## WORK REQUIRED
Each record below is to be reproduced without any change.

Free-text object descriptions
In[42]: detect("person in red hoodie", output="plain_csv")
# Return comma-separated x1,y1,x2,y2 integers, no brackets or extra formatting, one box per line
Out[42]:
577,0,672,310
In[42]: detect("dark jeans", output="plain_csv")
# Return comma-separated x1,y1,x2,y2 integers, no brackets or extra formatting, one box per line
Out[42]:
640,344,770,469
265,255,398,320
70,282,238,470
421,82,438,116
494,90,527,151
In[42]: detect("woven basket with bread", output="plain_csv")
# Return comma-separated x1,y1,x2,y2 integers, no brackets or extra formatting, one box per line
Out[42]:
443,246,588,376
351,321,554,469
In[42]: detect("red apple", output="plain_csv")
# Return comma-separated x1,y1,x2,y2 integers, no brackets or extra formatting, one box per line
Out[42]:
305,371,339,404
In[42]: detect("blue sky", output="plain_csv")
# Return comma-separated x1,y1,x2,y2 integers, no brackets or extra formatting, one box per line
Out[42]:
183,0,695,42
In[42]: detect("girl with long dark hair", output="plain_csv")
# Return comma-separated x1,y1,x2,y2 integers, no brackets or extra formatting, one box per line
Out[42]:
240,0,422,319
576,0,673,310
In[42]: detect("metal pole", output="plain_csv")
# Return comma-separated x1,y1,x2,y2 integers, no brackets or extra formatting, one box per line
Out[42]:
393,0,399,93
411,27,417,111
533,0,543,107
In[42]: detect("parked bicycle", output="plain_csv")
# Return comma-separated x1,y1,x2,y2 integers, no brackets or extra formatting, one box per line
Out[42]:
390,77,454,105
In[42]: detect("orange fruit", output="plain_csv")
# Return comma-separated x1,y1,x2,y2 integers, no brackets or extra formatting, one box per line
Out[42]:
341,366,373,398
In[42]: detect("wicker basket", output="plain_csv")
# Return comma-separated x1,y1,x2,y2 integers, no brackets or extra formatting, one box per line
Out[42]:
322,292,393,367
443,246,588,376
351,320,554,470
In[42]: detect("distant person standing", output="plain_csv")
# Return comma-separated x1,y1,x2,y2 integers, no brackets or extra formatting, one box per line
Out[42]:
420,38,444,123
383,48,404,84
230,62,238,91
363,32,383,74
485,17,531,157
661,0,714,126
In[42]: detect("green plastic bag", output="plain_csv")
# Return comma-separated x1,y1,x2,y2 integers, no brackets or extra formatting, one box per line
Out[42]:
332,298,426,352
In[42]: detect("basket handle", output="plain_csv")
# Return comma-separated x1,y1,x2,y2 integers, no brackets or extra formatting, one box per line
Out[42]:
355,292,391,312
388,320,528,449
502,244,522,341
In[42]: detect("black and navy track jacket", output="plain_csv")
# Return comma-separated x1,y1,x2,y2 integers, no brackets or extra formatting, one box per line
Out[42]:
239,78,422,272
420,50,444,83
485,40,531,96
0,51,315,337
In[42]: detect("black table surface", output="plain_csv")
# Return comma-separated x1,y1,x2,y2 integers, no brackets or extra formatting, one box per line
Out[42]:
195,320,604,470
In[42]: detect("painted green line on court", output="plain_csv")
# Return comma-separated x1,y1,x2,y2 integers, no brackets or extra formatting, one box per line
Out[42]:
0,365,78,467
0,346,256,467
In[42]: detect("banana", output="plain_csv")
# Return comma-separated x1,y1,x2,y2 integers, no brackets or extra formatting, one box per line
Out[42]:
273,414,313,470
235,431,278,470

## YOUR SOLUTION
In[42]: detect("person in red hoodie", output="plain_csv")
# Return comma-separated x1,y1,x2,y2 integers, no brackets or extra formatting, one box per line
Out[42]:
577,0,672,310
In[42]: detect("dark jeans", output="plain_csv")
# Return comma-separated x1,y1,x2,y2 integers, no brackets or extra formatting, one box per line
Out[42]:
640,344,770,469
265,255,398,320
70,282,238,470
421,82,438,116
494,90,527,151
In[42]: detect("woven basket with bread", output="plain_csv")
# Return comma-separated x1,y1,x2,y2 integers, no brackets or extra formatting, one box per line
Out[42]:
443,246,588,376
351,321,554,469
In[42]: detect("red apple", output="plain_csv")
# Return comma-separated x1,y1,x2,y2 integers, no brackets or extra formatting, one box per line
Out[42]:
305,371,339,404
In[42]: detect("blue sky", output="plain_csv")
# Return comma-separated x1,y1,x2,y2 integers, no brackets or extra formatting, one box per line
Out[42]:
183,0,695,42
In[42]: detect("girl with long dark hair", output="plain_csv")
# Return comma-separated x1,y1,x2,y2 integers, no brackets or extra formatting, one box per line
Out[42]:
240,0,422,319
576,0,673,310
In[42]: detect("metal pole", output="plain_csv")
# Return comma-separated x1,y1,x2,y2 integers, no brackets or extra formatting, one box per line
Out[42]:
393,0,399,93
411,27,417,111
533,0,543,107
In[42]: detect("parked bicycle", output="plain_csv")
# Return comma-separated x1,y1,x2,y2 integers, no brackets or extra formatting, one box per line
Out[42]:
390,77,454,105
In[42]: detect("orange fruit", output="plain_csv")
# Return comma-separated x1,y1,x2,y2 integers, no brackets or extra formatting, one box per line
Out[42]:
341,366,373,398
In[42]: detect("wicker basket", output="plain_csv")
# Return comma-separated x1,y1,x2,y2 integers, no brackets or extra formatting, one box per line
Out[42]:
322,292,393,367
443,246,588,376
351,320,554,470
In[42]: detect("distant person standing", output="plain_csv")
# Return comma-separated x1,y1,x2,y2 integers, no brackets or extra formatting, one box per line
Out[42]:
420,38,444,123
383,48,404,84
230,62,238,91
363,32,383,74
485,17,531,157
661,0,714,126
In[42]: detect("green plastic bag", output="plain_csv")
# Return comma-separated x1,y1,x2,y2 integers, no brackets or extra formatting, one box per line
Out[42]:
332,298,426,352
In[42]: detect("basket handle", output="plain_csv")
# Return comma-separated x1,y1,x2,y2 integers, no brackets or extra formatting, one box per line
Out[42]:
355,292,391,312
388,320,528,449
502,244,522,341
In[42]: detect("black and navy track jacket", output="plain_csv")
# Return comma-separated x1,y1,x2,y2 integers, no brackets or extra formatting, one box per line
Out[42]:
239,78,422,272
420,50,444,83
485,40,531,96
0,51,315,337
In[42]: detect("black table surface", output="plain_csv")
# Return comma-separated x1,y1,x2,y2 integers, no brackets or extra formatting, one box per line
Out[42]:
195,320,604,470
In[42]: detect("painted green line on court", output="plain_csv")
# Return comma-separated x1,y1,x2,y2 integers, no brackets or extra formatting, one box per line
Out[42]:
0,365,78,467
0,346,256,467
In[42]: detect("banana", output="plain_csv")
# Return comma-separated x1,y1,x2,y2 integers, no brackets or extra formatting, one box per line
Out[42]:
273,414,313,470
235,431,278,470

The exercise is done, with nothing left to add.